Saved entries
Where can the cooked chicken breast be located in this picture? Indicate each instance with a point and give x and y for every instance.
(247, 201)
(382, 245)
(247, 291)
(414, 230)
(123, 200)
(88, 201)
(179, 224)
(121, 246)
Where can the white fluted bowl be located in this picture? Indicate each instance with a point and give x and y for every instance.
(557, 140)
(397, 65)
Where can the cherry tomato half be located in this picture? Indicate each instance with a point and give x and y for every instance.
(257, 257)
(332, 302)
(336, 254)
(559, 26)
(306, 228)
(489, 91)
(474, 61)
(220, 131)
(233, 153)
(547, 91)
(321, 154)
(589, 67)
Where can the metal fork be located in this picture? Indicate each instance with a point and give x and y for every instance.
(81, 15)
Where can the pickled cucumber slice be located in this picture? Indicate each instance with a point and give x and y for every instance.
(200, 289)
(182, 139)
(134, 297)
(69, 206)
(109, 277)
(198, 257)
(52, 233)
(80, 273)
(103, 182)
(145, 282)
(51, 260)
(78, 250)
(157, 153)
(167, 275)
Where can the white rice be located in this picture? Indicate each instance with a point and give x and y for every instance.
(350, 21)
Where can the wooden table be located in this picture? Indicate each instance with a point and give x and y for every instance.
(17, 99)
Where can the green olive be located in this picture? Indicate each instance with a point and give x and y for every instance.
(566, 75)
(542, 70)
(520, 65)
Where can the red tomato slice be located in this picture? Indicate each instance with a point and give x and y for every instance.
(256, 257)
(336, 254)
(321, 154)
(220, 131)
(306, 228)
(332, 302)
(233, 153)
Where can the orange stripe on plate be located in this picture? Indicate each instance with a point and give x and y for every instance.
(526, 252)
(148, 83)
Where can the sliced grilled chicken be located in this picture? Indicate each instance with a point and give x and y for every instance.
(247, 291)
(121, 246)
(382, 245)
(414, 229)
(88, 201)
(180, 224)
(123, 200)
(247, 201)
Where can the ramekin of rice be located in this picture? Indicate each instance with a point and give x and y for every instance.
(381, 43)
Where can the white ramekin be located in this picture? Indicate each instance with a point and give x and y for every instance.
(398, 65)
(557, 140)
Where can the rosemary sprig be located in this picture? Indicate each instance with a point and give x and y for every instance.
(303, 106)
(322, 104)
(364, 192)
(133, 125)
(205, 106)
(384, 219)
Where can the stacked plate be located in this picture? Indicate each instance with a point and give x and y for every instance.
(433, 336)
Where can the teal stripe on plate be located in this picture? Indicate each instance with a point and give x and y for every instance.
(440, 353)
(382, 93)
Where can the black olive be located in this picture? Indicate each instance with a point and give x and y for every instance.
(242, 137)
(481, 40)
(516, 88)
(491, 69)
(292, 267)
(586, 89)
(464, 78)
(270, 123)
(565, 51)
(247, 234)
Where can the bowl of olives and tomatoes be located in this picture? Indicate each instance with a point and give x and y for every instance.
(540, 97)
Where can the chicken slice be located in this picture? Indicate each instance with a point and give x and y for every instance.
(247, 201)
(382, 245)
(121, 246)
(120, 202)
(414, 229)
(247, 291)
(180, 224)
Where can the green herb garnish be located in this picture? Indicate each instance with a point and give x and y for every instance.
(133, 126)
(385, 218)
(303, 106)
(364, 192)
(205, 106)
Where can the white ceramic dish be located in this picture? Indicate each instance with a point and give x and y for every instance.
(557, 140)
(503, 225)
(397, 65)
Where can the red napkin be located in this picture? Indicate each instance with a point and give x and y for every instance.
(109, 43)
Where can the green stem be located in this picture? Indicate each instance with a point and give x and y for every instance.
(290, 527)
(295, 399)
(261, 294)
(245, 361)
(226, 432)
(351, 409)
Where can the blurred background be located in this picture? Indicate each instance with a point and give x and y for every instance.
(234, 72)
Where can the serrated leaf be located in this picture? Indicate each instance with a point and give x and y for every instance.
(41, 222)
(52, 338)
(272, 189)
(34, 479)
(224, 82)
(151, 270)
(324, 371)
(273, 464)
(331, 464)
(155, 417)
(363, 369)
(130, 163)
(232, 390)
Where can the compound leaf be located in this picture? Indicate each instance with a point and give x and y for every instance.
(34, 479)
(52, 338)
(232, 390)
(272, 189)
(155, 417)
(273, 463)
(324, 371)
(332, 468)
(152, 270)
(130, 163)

» ASSIGNMENT
Every record above needs to be restated exactly.

» OUTPUT FOR THIS TASK
Where can the cooked chicken breast be located in this picture? Indicate each instance with a point and give x and y for every instance.
(247, 201)
(382, 245)
(247, 291)
(414, 230)
(123, 200)
(88, 201)
(179, 224)
(121, 246)
Where can the white fluted bowl be located in this picture? Indicate each instance with a point and give x and y for every instance.
(557, 140)
(397, 65)
Where can the cherry tomato half be located in this picture? Indicate each instance with a point and give x and y for every instance.
(257, 257)
(332, 302)
(336, 254)
(559, 26)
(306, 228)
(489, 91)
(474, 61)
(220, 131)
(233, 153)
(547, 91)
(321, 154)
(589, 67)
Where can the metal fork be located in this picture? Indicate each instance with a point and give x and y for every instance.
(81, 15)
Where can the pickled cucumber slice be located in this picture? Indicate each instance with a point and give x and y for every instance.
(200, 289)
(182, 139)
(134, 297)
(69, 206)
(109, 277)
(198, 257)
(52, 233)
(80, 273)
(103, 182)
(145, 282)
(51, 260)
(78, 250)
(157, 153)
(167, 275)
Where can the white rice be located in this picture? Indicate each instance with a point and give x and y for every instance.
(350, 21)
Where can the wooden table be located in this picture? Indicate each instance with a point and give x and y for every instance.
(17, 99)
Where can the green olive be located in this picture? Indicate each instance with a point and give x and y for every instance.
(566, 75)
(542, 70)
(520, 65)
Where can the red tomato slice be located in this picture? Indicate each instance with a point and give x and y for every instance.
(256, 257)
(336, 254)
(321, 154)
(220, 131)
(306, 228)
(332, 302)
(233, 153)
Where can the orange stripe on plate be located in this picture? Indicate each instance with a point and give x and y for every instance.
(526, 252)
(148, 83)
Where can the sliced grilled chicken be located in this picture? Indicate each instance with a point and give x and y for every instance.
(247, 291)
(121, 246)
(382, 245)
(414, 229)
(88, 201)
(180, 224)
(123, 200)
(247, 201)
Where can the ramekin of rice be located in this picture? Indicate each instance with a point and give x and y for every instance.
(381, 43)
Where can the white ramekin be located in this picture? Indicate each instance with a point and give x and y for every instance.
(398, 65)
(557, 140)
Where can the rosemary sprig be located in this picture? Indicate each instance with a point and give x and y for every instance.
(303, 106)
(322, 104)
(364, 192)
(133, 125)
(205, 106)
(384, 219)
Where can the stacked plate be located in this picture? Indicate each instance with a point and give x and y for every instance.
(433, 336)
Where can the teal stripe on plate be located in this picture? Indicate each instance with a point and give x and y for every instance.
(440, 353)
(382, 93)
Where can the black olive be located in this picture? Indicate each instance with a point and give x and y for every instance.
(242, 137)
(481, 40)
(516, 88)
(491, 69)
(292, 267)
(586, 89)
(464, 78)
(270, 123)
(565, 51)
(247, 234)
Where can the bowl of olives and tomatoes be located in this picture? Indicate each instance with a point and give x and y for every instance.
(540, 97)
Where can the chicken slice be located in this picture? Indicate each instance with a point and give x and y for every instance.
(247, 201)
(382, 245)
(121, 246)
(120, 202)
(414, 229)
(247, 291)
(180, 224)
Where can the green herb garnish be located in this picture? Indicate each instance with a point and give x and y for every instance.
(133, 126)
(385, 218)
(303, 106)
(364, 192)
(205, 106)
Where can the white ceramic dish be located in this picture? Indicate each instance with a point and give x and y for every instance.
(557, 140)
(503, 225)
(397, 65)
Where can the red napkin be located in this picture? Indicate each instance with a point and give x and y for every instance.
(109, 43)
Where can the green stem be located in this picture? Indicate each instance with a point and give x and y for every instance.
(290, 527)
(295, 399)
(261, 294)
(245, 361)
(226, 432)
(351, 409)
Where can the blurred background be located in this picture? Indicate each instance with a point and give x and y for every instance.
(234, 72)
Where can the serrated leaf be located in this picture? Indicate each instance with a point and give x and y for every instance.
(41, 222)
(52, 338)
(272, 189)
(34, 479)
(224, 82)
(151, 270)
(324, 371)
(273, 464)
(331, 464)
(155, 417)
(363, 369)
(130, 163)
(232, 390)
Where can the compound leaf be located in this picture? Indicate each instance with a point and give x and y for every instance.
(34, 479)
(52, 338)
(232, 390)
(272, 189)
(155, 417)
(273, 463)
(324, 371)
(332, 468)
(152, 270)
(130, 163)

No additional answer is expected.